Combined with the growing fears of irreversible climate change and emerging new Covid-19 variants and subvariants, stands an ominous “third C”: conflict between Russia and Ukraine, which has triggered a refugee crisis on a scale not witnessed in Europe since the end of World War II. At the same time, civil wars in Africa and the Middle East continue to wreak human suffering and environmental damage.
Yet a once-in-a-generation opportunity to review and dramatically improve global tools for managing such enormous challenges — a Summit of the Future — is under serious consideration for September 2023 by the United Nations’ 193 member states. As recommended last September by UN Secretary-General António Guterres in his groundbreaking report, Our Common Agenda, the summit offers a unique opportunity to address the three Cs and related global challenges head-on.
The summit’s timely, ambitious agenda could, for starters, update the UN’s original, pioneering Agenda for Peace from 1992; recommend a global digital compact and a repurposed Trusteeship Council; and propose a special envoy and declaration on future generations, as well as a new head of a state-level UN-G20-World Bank-IMF platform for global economic governance. It could also redouble financing for development efforts by recommitting to the Addis Ababa Action Agenda.

________________________________________

REQUIRED TASKS =>
A. According to the text on the proposed Summit of the Future, which report by the UN Secretary-General recommended the summit?
B. Carry on writing the text about the Summit of the Future from the point where it stops.
The material that follows is drawn from a separate source unrelated to the text.

SUPPLIED INFORMATION =>
________________________________________

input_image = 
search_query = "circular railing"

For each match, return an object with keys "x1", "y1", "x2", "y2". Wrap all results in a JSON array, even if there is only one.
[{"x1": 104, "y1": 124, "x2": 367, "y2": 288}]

________________________________________

ANSWER SET =>
A. António Guterres recommended it in his report Our Common Agenda.

B.
Thematic consultations on Our Common Agenda, convened earlier this year by the president of the General Assembly, Abdulla Shahid, demonstrated varying degrees of support from UN member states for each of these potentially far-reaching recommendations. For such ideas to be ready for possible adoption at the September 2023 summit, work needs to begin now on all the agreed strategic priorities. There is simply no time to lose, especially given the deepening cracks across the international security landscape.
The president of the General Assembly could organize consultations with civil society and other nongovernmental parties to discuss new and related proposals on inclusive, networked multilateralism and to share these suggestions with UN member states. The consultations would provide innovative recommendations to better adapt the UN to current challenges. The ideas proposed would be effectively complemented by the research and deliberations of the secretary-general’s new High-Level Advisory Board on Effective Multilateralism.
The consultations with civil society representatives will inform and support the preparatory work during the 18 months remaining until the 2023 Summit, even if, as expected, the formal negotiations on its outcome document do not begin until early next year. This will be further reinforced by current efforts within the UN Secretariat to develop options for the new Agenda for Peace and the global digital compact.
Building on the active participation of experts from all regions in the thematic consultations, maximum transparency and full engagement of diverse voices will be critical to a successful summit. This entails ensuring that the intergovernmental negotiations welcome and deliberate on substantive inputs provided by nongovernmental organizations; opening formal negotiations to public observation; supporting national, regional and global forums in the run-up to the summit; and encouraging the involvement of civil society in the national delegations preparing for the summit.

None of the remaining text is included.